▶ **Document extract**:
Local multi-process run (UNIX socket)¶

When we want Meep and the molecular driver to run as separate processes on the same machine, use a UNIX domain socket. The hub listens on /tmp/socketmxl_<name> and the driver connects with --unix.

Meep script:

import meep as mp
import maxwelllink as mxl

hub = mxl.SocketHub(unixsocket="tls_demo", timeout=10.0, latency=1e-4)

tls = mxl.Molecule(
    hub=hub,
    center=mp.Vector3(0, 0, 0),
    size=mp.Vector3(1, 1, 1),
    sigma=0.1,
    dimensions=2,
)

sim = mxl.MeepSimulation(
    hub=hub,
    molecules=[tls],
    time_units_fs=0.1,
    cell_size=mp.Vector3(8, 8, 0),
    boundary_layers=[mp.PML(3.0)],
    resolution=10,
)

sim.run(until=90)

Driver command (same laptop/workstation):

mxl_driver --model tls --unix --address tls_demo \
  --param "omega=0.242, mu12=187, orientation=2, pe_initial=1e-3"

▶ **Written tasks**:
1: Extract the passage of the UNIX socket guide from "Local multi-process run" to "connects with --unix.", copying it word for word.
2: Extend the UNIX socket guide beyond the driver command that ends it.

▶ **Provided records**:

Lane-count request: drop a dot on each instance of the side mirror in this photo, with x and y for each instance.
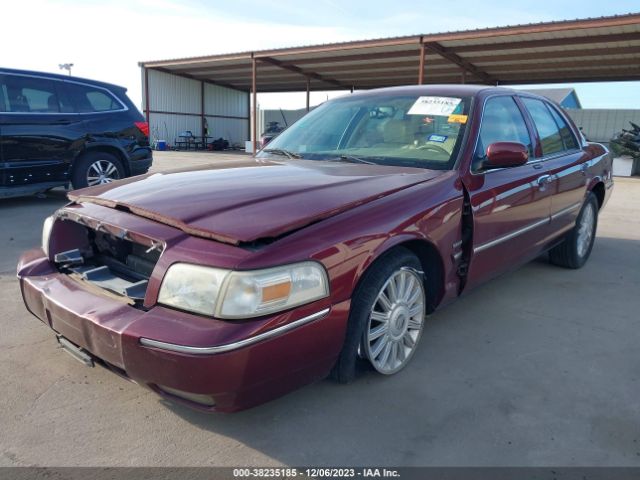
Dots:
(506, 154)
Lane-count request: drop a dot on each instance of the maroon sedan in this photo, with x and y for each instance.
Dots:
(222, 288)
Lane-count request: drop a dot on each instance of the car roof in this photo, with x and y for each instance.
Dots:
(59, 76)
(461, 90)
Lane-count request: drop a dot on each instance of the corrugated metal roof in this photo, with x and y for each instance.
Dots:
(591, 49)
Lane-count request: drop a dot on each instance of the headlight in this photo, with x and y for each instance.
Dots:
(231, 294)
(191, 287)
(46, 233)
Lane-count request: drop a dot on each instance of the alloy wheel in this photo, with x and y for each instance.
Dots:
(395, 322)
(585, 229)
(101, 172)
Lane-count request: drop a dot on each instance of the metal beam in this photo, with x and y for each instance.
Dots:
(550, 42)
(295, 68)
(146, 95)
(254, 110)
(423, 52)
(202, 117)
(455, 58)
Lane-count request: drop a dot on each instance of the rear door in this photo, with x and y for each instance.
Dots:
(563, 162)
(510, 205)
(38, 131)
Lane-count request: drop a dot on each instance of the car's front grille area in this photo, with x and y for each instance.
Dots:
(109, 260)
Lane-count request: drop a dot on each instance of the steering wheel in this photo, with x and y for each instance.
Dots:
(435, 148)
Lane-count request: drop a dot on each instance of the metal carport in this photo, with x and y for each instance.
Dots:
(583, 50)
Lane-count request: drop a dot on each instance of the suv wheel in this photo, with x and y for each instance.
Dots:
(96, 168)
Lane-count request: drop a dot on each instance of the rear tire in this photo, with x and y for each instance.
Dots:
(574, 251)
(389, 352)
(96, 168)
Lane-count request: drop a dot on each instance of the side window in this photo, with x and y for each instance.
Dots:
(565, 132)
(502, 121)
(545, 124)
(87, 99)
(4, 99)
(28, 94)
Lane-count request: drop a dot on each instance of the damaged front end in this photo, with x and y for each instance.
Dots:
(104, 256)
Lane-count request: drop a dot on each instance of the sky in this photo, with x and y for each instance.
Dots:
(105, 39)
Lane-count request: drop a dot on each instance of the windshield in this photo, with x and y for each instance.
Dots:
(403, 130)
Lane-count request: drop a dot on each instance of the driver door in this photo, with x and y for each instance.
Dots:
(510, 206)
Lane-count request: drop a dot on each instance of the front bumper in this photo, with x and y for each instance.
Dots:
(236, 378)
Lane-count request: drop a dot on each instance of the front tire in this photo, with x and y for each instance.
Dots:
(575, 250)
(96, 168)
(386, 318)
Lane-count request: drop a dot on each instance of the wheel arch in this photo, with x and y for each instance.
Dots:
(429, 257)
(598, 189)
(107, 148)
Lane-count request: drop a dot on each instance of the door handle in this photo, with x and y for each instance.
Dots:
(545, 180)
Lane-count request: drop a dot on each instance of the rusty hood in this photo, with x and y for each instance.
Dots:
(253, 199)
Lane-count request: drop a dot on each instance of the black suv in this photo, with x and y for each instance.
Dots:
(56, 130)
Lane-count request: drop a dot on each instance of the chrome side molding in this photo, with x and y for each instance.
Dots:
(147, 342)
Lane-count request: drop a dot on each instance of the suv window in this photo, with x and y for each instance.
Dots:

▶ **Responses to the exercise**:
1:
Local multi-process run (UNIX socket)¶

When we want Meep and the molecular driver to run as separate processes on the same machine, use a UNIX domain socket. The hub listens on /tmp/socketmxl_<name> and the driver connects with --unix.

2:
UNIX sockets avoid port collisions and usually takes less time for communication. MaxwellLink waits for the driver to connect before advancing the simulation.

Distributed run (TCP socket)¶

For multi-node deployments (e.g., Meep on one node and mxl_driver on another), use a TCP socket. Let the OS pick a free port to prevent clashes.

Meep script:

import meep as mp
import maxwelllink as mxl
from maxwelllink import sockets as mxs

_, port = mxs.get_available_host_port()
hub = mxl.SocketHub(host="", port=port, timeout=30.0, latency=1e-4)

print(f"SocketHub listening on port {port}. Share the host/IP with the driver.")

tls = mxl.Molecule(
    hub=hub,
    center=mp.Vector3(0, 0, 0),
    size=mp.Vector3(1, 1, 1),
    sigma=0.1,
    dimensions=2,
)

sim = mxl.MeepSimulation(
    hub=hub,
    molecules=[tls],
    time_units_fs=0.1,
    cell_size=mp.Vector3(8, 8, 0),
    boundary_layers=[mp.PML(3.0)],
    resolution=10,
)

sim.run(until=90)

Setting host=\"\" binds the hub to all interfaces (equivalent to 0.0.0.0). We need to share the public hostname or IP of the Meep node and port with the driver.

Driver command (run on the remote node):

mxl_driver --model tls --address <meep-hostname> --port <port> \
  --param "omega=0.242, mu12=187, orientation=2, pe_initial=1e-3"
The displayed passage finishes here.